Provided passage:
Digital Workplace - Visibility

How digital experience management and endpoint data can bridge the gap between what IT can see and what end users experience

This is the first in a three-part series focusing on the core tenets of managing digital employee experience. Also read “Part II: Make IT Proactive”  and “Part III: Continually Transform,” and discover even more by visiting our DEX landing page.


 

Organizations can’t always say for sure if they have a handle on what’s happening across their digital environments or the issues their employees face.

And eventually technology leadership, from CIOs down to IT admins, all find themselves wondering the same thing: What would our end users say about their digital employee experience?

Or rather, what aren’t they saying?

More often than not, IT teams don’t have the visibility they need and end users aren’t always upfront about issues they encounter. That disparity between what IT can see and what end users are experiencing can quickly lead to bigger problems down the line — especially when it comes to support, transformation projects, employee productivity, and even business outcomes (recruiting, retention, innovation, return on investments (ROI), growth, etc.).

So how is this visibility gap impacting organizations and digital employee experience (DEX)? And what can organizations do to bridge the divide between IT and end users?

Let’s take a closer look at IT visibility.

Knowing Is Half the Battle

Say a remote worker is having problems with a crashing app.

Seems harmless at first — just reopen the app, or maybe restart and try again.

The second or third time it happens is a little more annoying. The fourth and fifth instances are completely frustrating. And maybe after the sixth crash, when a lot of that day’s work has just up and disappeared, that remote worker begins to weigh their options:

  • Should I bother IT with this?
  • How much do I really need to use that app at all?
  • Maybe I can download something to fix it? Or find something new to use?

It’s because of cases like this that IT teams need the ability to look across complex digital environments in real time and through historical trends to see what problems are occurring and why. Because by the time this user alerts IT — if they decided to at all — their digital employee experience has already suffered; productivity has been lost dealing with crashes and downtime; and that issue could have snowballed into a much bigger problem that impacts others and requires more time, staff, and resources to solve.


Digital Employee Experience (DEX), also known as end-user experience (EUX), is the quality of users’ interactions with technology in their work environment.


 

But of course there’s much more going on across the digital environment than just an app crash.

Input rows:
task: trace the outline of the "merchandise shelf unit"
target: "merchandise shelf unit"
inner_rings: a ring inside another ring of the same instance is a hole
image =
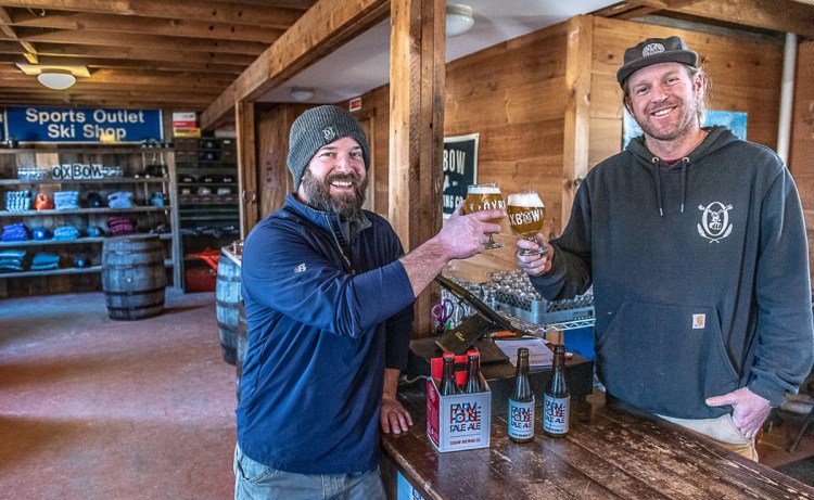
[[[76,205],[36,209],[38,193],[53,203],[54,193],[65,191],[77,193]],[[30,206],[7,201],[26,192]],[[119,192],[130,193],[130,206],[109,205],[107,195]],[[91,201],[90,193],[98,196]],[[106,238],[115,235],[109,225],[116,220],[112,217],[132,222],[137,234],[158,235],[167,282],[178,286],[182,254],[171,149],[88,145],[0,150],[0,225],[23,223],[27,230],[24,241],[0,241],[0,262],[2,255],[25,251],[20,269],[0,269],[0,297],[101,290],[102,246]],[[58,228],[75,228],[78,238],[54,239]],[[48,234],[34,239],[35,229]],[[58,267],[33,270],[33,256],[39,253],[59,255]]]
[[[215,273],[203,260],[186,257],[219,249],[240,238],[236,140],[175,138],[178,177],[183,290],[215,285]]]

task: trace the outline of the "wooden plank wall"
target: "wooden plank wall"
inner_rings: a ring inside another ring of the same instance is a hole
[[[588,148],[589,167],[621,151],[622,91],[615,72],[625,49],[649,37],[683,37],[699,52],[712,79],[710,108],[746,112],[748,139],[775,148],[783,65],[783,47],[777,40],[736,39],[627,21],[588,18],[593,23],[589,140],[583,146]],[[563,141],[568,30],[569,24],[563,23],[485,49],[447,64],[446,76],[444,134],[480,133],[479,181],[498,182],[504,196],[530,188],[539,190],[548,215],[546,231],[551,235],[561,231],[567,189]],[[810,47],[807,53],[811,54]],[[368,113],[374,110],[374,209],[386,217],[389,88],[367,92],[361,100],[363,110]],[[346,106],[347,102],[338,104]],[[806,110],[810,116],[811,108]],[[809,127],[810,133],[811,121]],[[263,140],[260,137],[259,141]],[[814,209],[814,169],[810,171],[812,177],[807,181],[812,185],[806,188],[810,194],[804,200]],[[266,207],[271,208],[264,203],[264,210]],[[503,249],[455,261],[449,271],[485,281],[492,271],[514,269],[516,238],[508,225],[504,222],[503,234],[496,239],[505,243]]]
[[[792,116],[789,168],[805,213],[811,261],[814,244],[814,41],[811,40],[801,43],[797,54]]]

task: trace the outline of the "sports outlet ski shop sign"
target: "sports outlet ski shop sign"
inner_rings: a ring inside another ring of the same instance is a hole
[[[7,107],[4,137],[21,143],[163,140],[161,110]]]

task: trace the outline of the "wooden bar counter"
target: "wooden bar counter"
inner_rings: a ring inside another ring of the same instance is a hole
[[[540,431],[519,445],[494,414],[489,448],[441,453],[427,437],[424,381],[399,388],[409,433],[382,437],[382,476],[396,497],[396,471],[424,499],[814,499],[814,488],[722,449],[602,393],[572,401],[565,438]],[[402,498],[402,497],[398,497]]]

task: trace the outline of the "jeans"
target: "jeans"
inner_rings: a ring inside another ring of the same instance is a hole
[[[234,500],[384,500],[379,470],[353,474],[296,474],[271,469],[234,447]]]
[[[717,419],[674,419],[659,415],[662,419],[678,424],[714,440],[718,446],[735,451],[749,460],[758,461],[758,448],[754,439],[746,437],[732,420],[732,413]]]

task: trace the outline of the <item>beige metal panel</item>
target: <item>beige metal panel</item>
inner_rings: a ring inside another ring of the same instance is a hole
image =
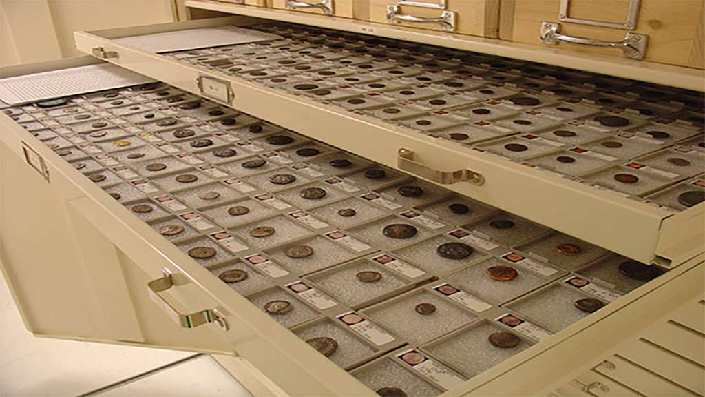
[[[238,6],[213,0],[176,1],[183,2],[186,7],[190,8],[274,19],[467,51],[475,51],[630,78],[637,81],[673,85],[697,91],[705,90],[705,84],[703,84],[705,72],[697,69],[627,59],[611,55],[565,51],[562,49],[544,45],[527,45],[467,35],[434,32],[417,28],[393,26],[388,24],[350,20],[346,18],[322,17],[315,14],[286,10]]]

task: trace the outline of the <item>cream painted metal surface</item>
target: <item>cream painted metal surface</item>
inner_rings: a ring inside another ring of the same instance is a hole
[[[471,170],[484,178],[482,186],[459,181],[447,187],[642,262],[658,260],[663,266],[672,267],[702,251],[701,243],[705,237],[701,226],[705,223],[705,205],[673,214],[491,153],[419,136],[369,117],[253,85],[238,77],[199,69],[111,40],[219,24],[246,24],[248,20],[245,17],[226,17],[80,32],[76,33],[76,41],[78,48],[86,52],[97,47],[118,52],[119,57],[106,60],[196,94],[202,95],[197,81],[204,76],[226,82],[233,98],[226,105],[389,167],[401,168],[397,160],[398,150],[411,150],[417,163],[415,170],[432,170],[417,175],[421,177]],[[272,108],[278,111],[273,113]],[[317,120],[315,125],[312,125],[312,119]],[[366,143],[370,141],[376,144]],[[405,162],[402,161],[402,167]],[[594,222],[596,214],[601,222]],[[682,230],[692,230],[693,234],[684,238]]]

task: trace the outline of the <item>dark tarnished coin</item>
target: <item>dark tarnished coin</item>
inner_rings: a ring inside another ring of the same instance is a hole
[[[595,298],[579,299],[573,302],[573,306],[575,306],[578,310],[586,312],[587,313],[597,312],[605,304],[602,303],[602,302]]]
[[[338,342],[336,342],[335,339],[326,336],[307,339],[306,343],[326,357],[331,356],[338,350]]]
[[[181,174],[180,175],[176,175],[176,177],[174,179],[179,183],[190,184],[197,181],[198,177],[194,175],[193,174]]]
[[[210,247],[194,247],[188,250],[188,256],[197,259],[207,259],[216,256],[216,250]]]
[[[269,177],[269,182],[274,184],[289,184],[296,180],[291,174],[276,174]]]
[[[436,312],[436,305],[431,303],[419,303],[416,305],[414,310],[415,310],[419,314],[428,316],[429,314],[433,314]]]
[[[258,226],[250,230],[250,235],[261,239],[262,237],[269,237],[274,235],[275,231],[274,228],[271,226]]]
[[[639,182],[639,177],[631,174],[615,174],[615,180],[623,184],[635,184]]]
[[[424,189],[417,186],[405,185],[398,189],[397,193],[404,197],[420,197],[424,194]]]
[[[228,213],[233,216],[240,216],[250,212],[250,208],[245,206],[235,206],[228,208]]]
[[[496,281],[511,281],[519,275],[514,268],[509,266],[492,266],[487,268],[487,275]]]
[[[705,201],[705,191],[701,190],[691,190],[678,195],[678,202],[686,207],[697,206]]]
[[[291,303],[286,300],[273,300],[264,305],[264,310],[272,314],[286,314],[293,309]]]
[[[393,223],[384,227],[382,232],[392,239],[408,239],[416,235],[416,227],[405,223]]]
[[[243,280],[247,280],[247,272],[240,269],[226,270],[218,275],[218,278],[228,284],[240,283]]]
[[[489,343],[495,348],[501,349],[516,348],[521,341],[517,336],[508,332],[494,332],[489,334],[487,340],[489,340]]]
[[[293,245],[284,251],[284,254],[289,258],[300,259],[313,255],[313,249],[307,245]]]
[[[446,242],[436,249],[436,252],[448,259],[462,259],[472,254],[472,247],[462,242]]]
[[[619,272],[633,280],[649,281],[663,273],[655,266],[645,265],[637,261],[625,261],[619,265]]]
[[[326,194],[326,191],[319,187],[307,187],[299,193],[300,196],[309,200],[318,200],[325,197]]]
[[[382,279],[382,273],[372,271],[360,271],[355,276],[362,283],[374,283]]]

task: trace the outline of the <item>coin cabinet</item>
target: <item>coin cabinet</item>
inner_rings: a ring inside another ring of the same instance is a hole
[[[113,40],[233,24],[282,38],[228,47],[225,60],[221,47],[159,54]],[[629,94],[548,79],[563,89],[556,95],[526,85],[545,83],[544,75],[514,71],[539,65],[495,71],[486,65],[511,61],[472,54],[466,59],[477,59],[467,65],[474,76],[458,76],[452,59],[437,59],[447,70],[427,70],[417,60],[375,60],[345,45],[352,66],[373,71],[344,66],[329,68],[341,76],[326,76],[318,72],[328,64],[295,59],[293,67],[316,74],[289,76],[281,66],[265,67],[281,60],[269,55],[289,51],[283,46],[304,50],[293,32],[320,33],[251,18],[127,30],[80,33],[77,42],[164,83],[7,105],[0,116],[3,271],[36,335],[210,352],[262,395],[547,395],[596,373],[613,393],[666,377],[683,393],[703,393],[693,377],[672,378],[667,370],[598,369],[664,316],[692,301],[701,307],[702,174],[652,162],[675,149],[678,158],[699,161],[680,156],[702,155],[702,131],[685,119],[701,114],[698,102],[644,101],[643,83],[609,78],[603,78]],[[305,45],[328,56],[316,43]],[[330,61],[345,59],[336,58],[336,45]],[[445,51],[451,50],[423,61]],[[253,56],[265,57],[263,64]],[[32,78],[97,62],[2,72]],[[245,66],[228,70],[235,65]],[[391,70],[408,77],[386,78]],[[595,78],[570,73],[576,81]],[[515,81],[497,83],[501,76]],[[346,91],[350,77],[369,86]],[[321,90],[330,94],[315,93]],[[401,93],[408,90],[413,100]],[[568,100],[582,94],[649,102],[663,117]],[[434,99],[451,105],[434,110],[443,105]],[[537,117],[564,107],[579,115]],[[678,116],[664,124],[673,132],[665,138],[647,134],[661,129],[632,132],[670,114]],[[596,117],[626,119],[629,128],[615,131]],[[540,126],[522,129],[534,122]],[[459,145],[456,134],[482,138]],[[557,138],[542,138],[548,134]],[[608,138],[635,148],[620,158],[583,148]],[[644,142],[651,150],[640,148]],[[533,155],[513,157],[520,152],[512,145]],[[597,164],[574,175],[530,162],[586,153],[593,153],[586,163]],[[432,171],[431,162],[462,171]],[[661,172],[649,172],[651,165]],[[612,167],[649,184],[617,194],[583,178]],[[702,344],[697,321],[672,322],[685,324],[694,345]],[[663,344],[666,355],[680,360],[674,369],[701,373],[702,357],[683,361],[682,349]],[[641,362],[632,357],[631,365]],[[593,383],[571,390],[590,391]]]

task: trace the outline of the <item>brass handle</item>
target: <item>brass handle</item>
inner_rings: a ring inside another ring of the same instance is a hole
[[[182,328],[196,328],[203,324],[215,323],[223,331],[228,331],[228,323],[225,316],[216,309],[207,309],[190,314],[180,313],[173,306],[164,299],[159,292],[163,292],[174,286],[173,274],[169,269],[162,268],[164,275],[152,280],[147,285],[152,300],[164,309],[164,312]]]
[[[484,183],[482,174],[470,170],[457,171],[439,171],[414,160],[414,152],[402,148],[397,157],[397,167],[400,170],[418,175],[422,178],[441,184],[451,184],[458,182],[470,182],[480,186]]]

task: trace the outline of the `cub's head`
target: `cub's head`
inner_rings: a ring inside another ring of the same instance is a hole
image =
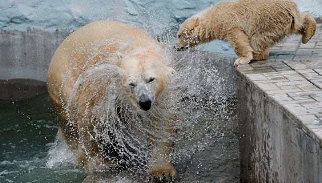
[[[177,51],[183,51],[199,43],[198,35],[196,31],[199,26],[199,16],[194,15],[181,24],[177,33],[177,40],[174,48]]]
[[[124,57],[119,53],[117,55],[125,71],[123,84],[130,100],[142,110],[149,110],[170,77],[175,74],[175,70],[165,66],[162,58],[152,52],[145,51]]]

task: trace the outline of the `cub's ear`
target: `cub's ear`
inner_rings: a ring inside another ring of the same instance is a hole
[[[194,27],[198,27],[199,25],[200,19],[199,18],[199,15],[196,15],[194,16],[194,20],[195,22]]]
[[[115,55],[116,56],[115,64],[120,66],[122,64],[122,59],[123,58],[123,55],[118,51],[115,52]]]

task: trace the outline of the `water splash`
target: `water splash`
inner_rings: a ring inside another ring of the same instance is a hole
[[[171,25],[178,26],[176,23]],[[157,132],[164,139],[167,137],[179,144],[172,156],[175,163],[183,161],[189,159],[196,151],[208,147],[214,137],[222,135],[217,130],[218,126],[222,121],[231,119],[231,108],[235,107],[234,90],[232,89],[234,85],[226,71],[220,70],[222,68],[215,66],[211,59],[205,59],[206,53],[204,52],[189,49],[184,53],[176,52],[172,49],[174,33],[169,27],[160,30],[158,26],[148,24],[146,26],[148,28],[145,29],[149,32],[158,30],[155,37],[166,50],[162,56],[169,58],[166,59],[168,62],[165,64],[178,72],[152,108],[145,112],[134,107],[122,83],[122,69],[111,64],[111,60],[104,59],[87,69],[78,78],[66,108],[70,125],[77,123],[74,114],[78,115],[78,118],[90,117],[91,127],[86,130],[94,132],[90,139],[99,144],[105,159],[113,162],[120,169],[125,168],[135,173],[142,173],[146,168],[149,153],[148,134]],[[112,42],[115,40],[102,40],[96,43],[96,47]],[[124,46],[126,44],[121,44]],[[93,52],[93,57],[100,53]],[[93,101],[94,105],[87,105],[84,111],[78,113],[72,101],[84,86],[91,94],[86,96],[87,100]],[[165,128],[165,124],[169,123],[165,116],[171,115],[177,116],[175,128],[178,133],[174,137]],[[153,127],[153,131],[149,126]],[[180,145],[183,143],[186,145]],[[65,159],[59,160],[55,158],[54,151],[49,153],[54,162],[69,159],[69,155]],[[49,160],[47,164],[51,167],[54,163]]]

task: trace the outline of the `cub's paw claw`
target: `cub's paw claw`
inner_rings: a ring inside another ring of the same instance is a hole
[[[240,57],[236,60],[233,64],[233,67],[237,68],[240,64],[247,64],[252,60],[252,58],[248,57]]]
[[[148,176],[151,182],[167,182],[174,181],[178,177],[177,171],[171,163],[149,168]]]

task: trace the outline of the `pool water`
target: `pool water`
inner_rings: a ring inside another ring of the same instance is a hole
[[[0,101],[0,182],[81,182],[86,175],[76,163],[48,165],[57,131],[48,94]]]

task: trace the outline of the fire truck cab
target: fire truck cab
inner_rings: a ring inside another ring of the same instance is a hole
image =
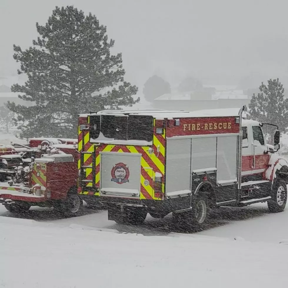
[[[288,163],[262,124],[240,109],[104,110],[80,115],[78,193],[108,205],[108,217],[138,224],[147,213],[205,224],[217,206],[287,201]]]
[[[35,138],[0,153],[0,203],[9,212],[32,206],[75,215],[83,201],[77,193],[77,145],[62,139]],[[77,142],[77,140],[76,140]],[[8,153],[8,151],[10,152]]]

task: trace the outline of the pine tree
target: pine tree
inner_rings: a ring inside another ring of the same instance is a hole
[[[267,86],[262,83],[260,93],[253,94],[249,114],[259,122],[278,125],[280,132],[284,132],[288,127],[288,100],[284,97],[284,88],[278,78],[268,82]]]
[[[36,26],[41,37],[33,47],[22,51],[13,46],[14,58],[21,64],[18,73],[26,73],[28,80],[11,90],[35,104],[9,103],[18,115],[21,136],[75,137],[79,114],[139,101],[132,96],[138,88],[124,81],[121,54],[111,55],[114,41],[95,15],[56,6],[45,26]]]
[[[171,92],[170,84],[157,75],[154,75],[148,79],[143,89],[145,99],[150,102],[161,95]]]

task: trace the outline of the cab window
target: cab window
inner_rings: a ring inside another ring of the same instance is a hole
[[[249,146],[248,131],[247,127],[242,127],[242,147],[245,148]]]
[[[253,126],[252,131],[253,132],[253,138],[254,141],[258,141],[262,146],[265,145],[264,137],[262,130],[260,126]]]

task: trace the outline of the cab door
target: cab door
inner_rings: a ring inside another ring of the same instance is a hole
[[[250,128],[250,129],[249,129]],[[251,126],[243,126],[242,130],[242,176],[251,175],[253,168],[253,146]]]
[[[263,173],[267,167],[268,156],[267,145],[260,126],[252,126],[252,131],[253,149],[252,174],[259,174]]]

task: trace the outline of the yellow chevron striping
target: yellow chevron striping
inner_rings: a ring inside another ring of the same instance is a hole
[[[141,175],[140,176],[140,181],[141,182],[141,184],[144,187],[147,192],[151,197],[153,198],[153,189],[150,185],[147,185],[147,186],[146,186],[144,184],[144,181],[145,181],[145,179],[143,177],[143,176],[142,176],[142,175]],[[144,195],[142,194],[142,193],[140,193],[140,199],[146,199],[146,198],[144,197]]]
[[[164,169],[164,164],[162,163],[159,159],[157,158],[157,156],[155,155],[154,153],[152,154],[149,154],[148,151],[143,149],[144,151],[145,151],[145,153],[148,155],[148,156],[150,158],[152,161],[154,163],[154,164],[157,166],[157,168],[160,171],[160,172],[163,175],[164,175],[165,170]]]
[[[91,146],[87,149],[87,151],[85,152],[93,152],[94,151],[94,146],[95,144],[93,144]],[[85,162],[92,156],[92,154],[84,154],[84,163]]]
[[[110,152],[115,146],[115,145],[107,145],[106,147],[103,149],[104,152]],[[97,167],[100,164],[100,161],[101,159],[101,154],[99,154],[96,158],[96,166]],[[92,172],[92,169],[91,169]],[[87,176],[86,176],[87,177]],[[98,172],[95,177],[95,183],[97,184],[100,181],[100,172]]]

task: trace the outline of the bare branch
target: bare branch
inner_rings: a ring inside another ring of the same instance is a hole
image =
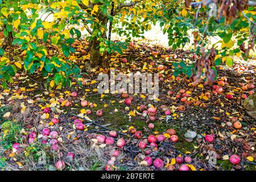
[[[134,5],[136,5],[137,4],[139,3],[142,1],[143,0],[135,1],[132,2],[124,3],[121,4],[118,7],[117,7],[116,10],[114,13],[114,16],[117,13],[118,13],[122,10],[122,8],[126,7],[133,6]]]

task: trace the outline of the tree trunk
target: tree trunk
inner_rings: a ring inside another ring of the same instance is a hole
[[[6,26],[5,26],[5,28]],[[5,38],[5,40],[3,40],[4,45],[3,46],[3,48],[5,49],[8,47],[13,46],[13,34],[11,32],[8,33],[8,36],[7,38]]]
[[[106,65],[105,54],[100,53],[100,42],[93,39],[90,43],[90,64],[92,67],[104,67]]]
[[[101,18],[100,17],[101,17]],[[106,27],[109,20],[108,17],[102,15],[102,16],[98,16],[98,18],[99,19],[101,24],[104,25],[104,27]],[[107,36],[106,30],[102,33],[102,37],[104,39],[106,39]],[[107,53],[104,52],[103,54],[101,54],[100,52],[100,42],[97,40],[97,38],[94,38],[90,42],[90,65],[89,65],[89,67],[98,68],[100,67],[107,68],[108,66],[108,60],[106,57]],[[88,65],[87,65],[87,67],[88,67]]]

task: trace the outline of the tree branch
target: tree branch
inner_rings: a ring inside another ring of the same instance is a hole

Problems to work on:
A. Repeat the part of the IT visibility article between "And eventually technology" and "digital employee experience?", inclusive, word for word.
B. Give the lines of the listing from its start through the line containing "[[[7,107],[4,137],[21,143],[163,140],[161,110]]]", inclusive, as a numbered list with blank lines omitted. Leave the picture out of your answer.

Answer list:
A.
And eventually technology leadership, from CIOs down to IT admins, all find themselves wondering the same thing: What would our end users say about their digital employee experience?

B.
1. task: trace the outline of the "merchandise shelf unit"
2. target: "merchandise shelf unit"
3. inner_rings: a ring inside another ring of the same instance is a hole
4. image =
5. [[[76,205],[36,209],[38,193],[53,203],[54,193],[65,191],[77,193]],[[30,206],[7,201],[26,192]],[[119,192],[130,193],[130,206],[109,205],[107,195]],[[91,201],[90,193],[98,196]],[[106,238],[115,235],[109,225],[116,220],[112,217],[132,222],[137,234],[158,235],[167,282],[178,286],[182,254],[171,149],[88,145],[0,150],[0,225],[23,223],[27,230],[24,241],[0,241],[0,262],[2,255],[25,251],[20,269],[0,269],[0,297],[101,290],[102,246]],[[58,228],[75,228],[78,238],[54,239]],[[48,234],[34,239],[35,229]],[[58,267],[33,270],[33,256],[39,253],[59,255]]]
6. [[[215,273],[203,260],[186,257],[219,249],[240,238],[236,140],[175,138],[178,177],[183,290],[215,285]]]
7. task: trace the outline of the "wooden plank wall"
8. target: "wooden plank wall"
9. inner_rings: a ring inside another ring of the same instance is a hole
10. [[[588,148],[589,167],[621,151],[622,91],[615,72],[625,49],[649,37],[683,37],[699,52],[712,79],[710,108],[746,112],[748,139],[775,148],[783,65],[783,47],[777,40],[736,39],[627,21],[588,18],[593,23],[589,140],[583,146]],[[563,141],[568,30],[569,24],[563,23],[485,49],[447,64],[446,76],[444,134],[480,133],[479,181],[498,182],[504,196],[530,188],[539,190],[548,215],[546,231],[551,235],[561,231],[567,189]],[[810,47],[807,53],[811,54]],[[368,113],[374,110],[374,209],[386,217],[389,88],[367,92],[361,100],[363,110]],[[346,106],[347,102],[338,104]],[[806,110],[810,116],[811,108]],[[809,127],[810,133],[811,121]],[[263,140],[260,137],[259,141]],[[814,209],[814,169],[810,171],[812,177],[807,181],[812,185],[806,188],[810,194],[804,200]],[[266,207],[271,208],[264,203],[264,210]],[[503,249],[455,261],[449,271],[485,281],[492,271],[514,269],[516,238],[508,225],[504,222],[503,234],[496,239],[505,243]]]
11. [[[792,116],[789,168],[805,213],[811,261],[814,244],[814,41],[811,40],[801,43],[797,54]]]
12. task: trace the outline of the "sports outlet ski shop sign"
13. target: "sports outlet ski shop sign"
14. inner_rings: a ring inside another ring of the same instance is a hole
15. [[[7,107],[4,137],[21,143],[163,140],[161,110]]]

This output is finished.